Directions: Would you print the records as they stand, down to the last character?

Input records:

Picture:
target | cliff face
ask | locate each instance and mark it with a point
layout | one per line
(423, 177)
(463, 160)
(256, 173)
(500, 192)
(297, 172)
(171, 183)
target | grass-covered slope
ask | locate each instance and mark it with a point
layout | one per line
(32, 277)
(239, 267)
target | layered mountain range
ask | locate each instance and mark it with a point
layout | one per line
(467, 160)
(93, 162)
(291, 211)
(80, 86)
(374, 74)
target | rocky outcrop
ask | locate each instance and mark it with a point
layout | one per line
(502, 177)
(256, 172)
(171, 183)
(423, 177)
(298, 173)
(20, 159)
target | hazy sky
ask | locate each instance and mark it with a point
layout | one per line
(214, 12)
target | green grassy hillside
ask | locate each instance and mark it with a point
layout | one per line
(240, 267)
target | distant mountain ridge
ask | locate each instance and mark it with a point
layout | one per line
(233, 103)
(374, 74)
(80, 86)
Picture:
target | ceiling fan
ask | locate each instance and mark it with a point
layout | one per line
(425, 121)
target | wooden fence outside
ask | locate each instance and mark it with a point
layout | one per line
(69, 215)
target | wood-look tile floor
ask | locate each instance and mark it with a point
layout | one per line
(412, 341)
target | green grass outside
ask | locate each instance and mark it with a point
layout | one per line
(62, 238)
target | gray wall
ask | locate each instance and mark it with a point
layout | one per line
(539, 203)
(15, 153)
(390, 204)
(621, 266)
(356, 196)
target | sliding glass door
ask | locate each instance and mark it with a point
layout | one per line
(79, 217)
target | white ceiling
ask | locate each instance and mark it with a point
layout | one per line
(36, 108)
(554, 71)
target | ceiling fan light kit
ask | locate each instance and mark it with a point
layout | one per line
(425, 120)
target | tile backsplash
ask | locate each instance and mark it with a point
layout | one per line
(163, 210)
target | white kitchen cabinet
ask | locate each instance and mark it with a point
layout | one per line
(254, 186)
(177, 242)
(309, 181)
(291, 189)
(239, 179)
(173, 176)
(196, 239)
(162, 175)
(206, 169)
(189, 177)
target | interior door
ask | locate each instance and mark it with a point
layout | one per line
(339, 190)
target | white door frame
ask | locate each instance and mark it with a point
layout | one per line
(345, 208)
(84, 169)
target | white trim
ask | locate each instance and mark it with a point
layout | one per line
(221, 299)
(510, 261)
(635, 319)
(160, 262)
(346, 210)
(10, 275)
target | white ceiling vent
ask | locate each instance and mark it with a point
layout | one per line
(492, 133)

Response to the exercise:
Picture:
target | cliff face
ask | locate each instance and mark it with a point
layout | one per line
(423, 177)
(463, 160)
(256, 173)
(500, 192)
(297, 172)
(171, 183)
target | grass-covered slope
ask | locate each instance and mark it with a point
layout | one per line
(32, 277)
(239, 267)
target | layered mountain range
ask | locate each instance and mark it with a point
layout | one per line
(467, 160)
(93, 162)
(291, 211)
(80, 86)
(374, 74)
target | rocky outcrop
ask | locate each instance and mark it with a point
layout | one per line
(502, 177)
(256, 172)
(171, 183)
(423, 177)
(298, 173)
(20, 159)
target | hazy sky
ask | locate each instance and mark it with a point
layout | one per line
(214, 12)
target | green grassy hillside
ask | locate each instance and mark it with a point
layout | one per line
(240, 267)
target | distant mountain ridge
ask | locate each instance and mark it with a point
layout | one per line
(233, 103)
(374, 74)
(80, 86)
Picture:
target | ceiling fan
ask | locate each instance and mark it with a point
layout | one per line
(425, 121)
target | wooden fence outside
ask | locate each instance and mark it with a point
layout | one per line
(69, 215)
target | wood-look tile floor
ask | locate each instance and mark it with a point
layout | one per line
(412, 341)
target | green grass outside
ask | locate each instance and mark it with a point
layout | one per line
(62, 238)
target | gray wall
ask | locate each instance and mark it with a point
layout | one per line
(539, 203)
(15, 153)
(390, 204)
(621, 266)
(356, 196)
target | sliding glass door
ask | locate each instance and mark it with a point
layout | one per line
(79, 217)
target | white ceiling
ask | locate each instance and mark it with a point
layout | one per line
(36, 108)
(554, 71)
target | ceiling fan light kit
ask | locate each instance and mark it with a point
layout | one per line
(425, 120)
target | tile backsplash
ask | locate each instance and mark it with a point
layout | one per line
(163, 210)
target | white kitchen cabinet
ask | locate each instance and mark it with a point
layout | one per line
(254, 186)
(177, 242)
(309, 181)
(291, 189)
(239, 179)
(173, 176)
(196, 239)
(162, 175)
(206, 169)
(189, 177)
target | interior door
ask | locate each instance and mark it with a point
layout | one per line
(339, 190)
target | white door frame
ask | locate each instance and mark it with a point
layout | one per line
(345, 208)
(84, 169)
target | white trim
ask | locate each instance and mark it with a point
layout | one per line
(221, 299)
(510, 261)
(635, 319)
(160, 262)
(346, 210)
(10, 275)
target | white ceiling vent
ask | locate each instance and mark it with a point
layout | one per line
(492, 133)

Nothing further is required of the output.